* BEGIN *

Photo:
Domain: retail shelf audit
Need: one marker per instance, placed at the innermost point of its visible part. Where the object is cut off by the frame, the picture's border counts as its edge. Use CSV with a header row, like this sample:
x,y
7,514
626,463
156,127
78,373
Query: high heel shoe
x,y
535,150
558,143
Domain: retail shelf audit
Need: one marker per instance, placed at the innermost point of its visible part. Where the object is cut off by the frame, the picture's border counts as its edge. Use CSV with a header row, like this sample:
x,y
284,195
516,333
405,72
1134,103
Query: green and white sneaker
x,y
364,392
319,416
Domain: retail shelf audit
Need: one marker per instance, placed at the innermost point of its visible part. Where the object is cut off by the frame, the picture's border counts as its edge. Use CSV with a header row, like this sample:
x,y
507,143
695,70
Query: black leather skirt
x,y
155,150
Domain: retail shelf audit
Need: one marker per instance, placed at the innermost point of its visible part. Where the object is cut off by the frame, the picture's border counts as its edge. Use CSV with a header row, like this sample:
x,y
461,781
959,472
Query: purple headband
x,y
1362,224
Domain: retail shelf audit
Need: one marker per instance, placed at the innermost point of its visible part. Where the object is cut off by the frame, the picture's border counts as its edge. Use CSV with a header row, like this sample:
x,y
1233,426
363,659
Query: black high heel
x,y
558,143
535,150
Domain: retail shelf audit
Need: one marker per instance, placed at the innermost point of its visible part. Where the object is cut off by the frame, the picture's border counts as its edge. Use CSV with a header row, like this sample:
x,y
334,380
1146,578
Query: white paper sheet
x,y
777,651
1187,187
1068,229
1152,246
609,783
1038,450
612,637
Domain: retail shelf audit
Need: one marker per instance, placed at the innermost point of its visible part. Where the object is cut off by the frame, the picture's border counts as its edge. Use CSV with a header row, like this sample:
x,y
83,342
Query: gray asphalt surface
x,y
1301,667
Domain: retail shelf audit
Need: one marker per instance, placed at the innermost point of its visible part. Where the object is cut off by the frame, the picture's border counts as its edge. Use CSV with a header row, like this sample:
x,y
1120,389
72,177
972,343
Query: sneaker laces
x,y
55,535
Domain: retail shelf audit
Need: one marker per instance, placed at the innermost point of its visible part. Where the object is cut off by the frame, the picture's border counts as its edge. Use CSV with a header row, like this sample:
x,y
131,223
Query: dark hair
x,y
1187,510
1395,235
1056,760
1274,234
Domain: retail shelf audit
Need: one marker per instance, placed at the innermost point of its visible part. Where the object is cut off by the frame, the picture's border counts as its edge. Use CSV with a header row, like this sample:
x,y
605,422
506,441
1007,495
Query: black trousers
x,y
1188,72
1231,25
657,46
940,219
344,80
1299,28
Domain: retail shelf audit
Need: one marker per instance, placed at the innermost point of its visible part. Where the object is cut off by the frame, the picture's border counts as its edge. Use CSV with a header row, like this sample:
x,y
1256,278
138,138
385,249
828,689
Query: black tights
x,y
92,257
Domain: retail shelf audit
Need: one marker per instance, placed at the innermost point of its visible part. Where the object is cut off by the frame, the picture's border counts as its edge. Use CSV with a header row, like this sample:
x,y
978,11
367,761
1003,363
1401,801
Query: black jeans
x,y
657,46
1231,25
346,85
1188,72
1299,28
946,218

* END *

Objective => Each line of the listing should be echoed back exactly.

Finished answer =>
Photo:
Domain: retail shelf audit
Need: one marker per instance, placed at the innermost point of its visible part. Where the object is cut off by the frame, the picture's border counts as its edge. Use CSV with a header row, like this sample:
x,y
7,514
626,463
156,127
78,373
Query: high heel shoe
x,y
535,150
558,143
Domain: retail shelf audit
Need: one marker per instance, placed at the innermost point of its visible part. Where the object is cut off by the frame, the picture's border counts as its edge. Use CSV with a header row, like this sample:
x,y
284,195
516,333
405,72
1134,103
Query: green and white sneaker
x,y
364,392
319,416
Domain: retail shelf audit
Need: one marker per instance, placed at the innermost point of its visible part. Where the object is cut off by the frame, the picture's border counts as its edge. Use CSV with a header row, like this sample:
x,y
507,143
695,70
Query: black leather skirt
x,y
155,150
Domain: retail shelf audit
Need: one marker per instance, placed at the innermost point of its visible part. Where the object is cut off by the frame, the picture's border counts as its edge. Use CSV with a header row, like this sample:
x,y
461,781
959,472
Query: purple headband
x,y
1362,224
Domain: retail shelf audit
Need: one marker per instance, placed at the innermost point of its visible part. Where the object is cut off by the frame, the picture's border counts as its edge. Use CSV with a header row, like this sample:
x,y
1233,426
363,659
Query: black high heel
x,y
558,143
535,150
Domain: retail shelf audit
Need: one marker per instance, placed at the innermost point of its visible part. Where the object is cut off by the frame, the picture's border counts as its edge. Use CSV with a header row, like this sample:
x,y
334,380
1146,578
Query: white paper sheet
x,y
777,651
1187,187
1068,229
1152,246
609,783
1038,450
612,637
Domain: retail shelf audit
Need: one marker per instance, placed at the innermost point of its visible part. Where the object is cut off by the frame, the picture's border counts as its edge. Use CSV with a header row, like this sample:
x,y
83,342
Query: gray asphalt surface
x,y
1301,667
Domain: retail shelf audit
Need: one marker per instance, placed at the innermost point of its visible part. Where the object is cut off by the frame, the picture's border counts as its edge. Use CSV with a header row, like this sample:
x,y
1120,389
72,177
972,343
Query: sneaker laces
x,y
55,535
Domain: retail shelf audit
Need: one marker per instance, placed at the innermost point of its visible part. Where the object is cut off by the frame, the picture's border counts as its edge. Use CSV with a header row, like this sample:
x,y
131,223
Query: dark hair
x,y
1187,510
1395,235
1056,760
1274,234
Domain: retail shelf audit
Need: one marker per instance, placed at the innermost point of its visible part. Where the object is cut off by the frame, the picture's border counts as its edge. Use CSV with a header row, like this sample:
x,y
605,422
506,441
1007,495
Query: black trousers
x,y
1188,72
1231,25
657,46
940,219
344,80
1299,28
Domain: retail shelf audit
Need: one marker per instance, placed at the innermost point of its visible part. Where the object is cut off by the frame, the picture's border counts as its edge. Use CSV with a header row, like this sample:
x,y
1256,278
138,138
385,249
828,689
Query: black tights
x,y
92,257
Domain: retail shelf audit
Need: one marker per instance, placed at the innermost point of its visible part. Where the object is cut off by the frame, the picture's border counts as its edge. Use CSV with a header row, like this sample:
x,y
978,11
367,761
1003,363
1401,801
Query: black jeans
x,y
657,46
1231,25
346,85
1188,72
1299,28
946,218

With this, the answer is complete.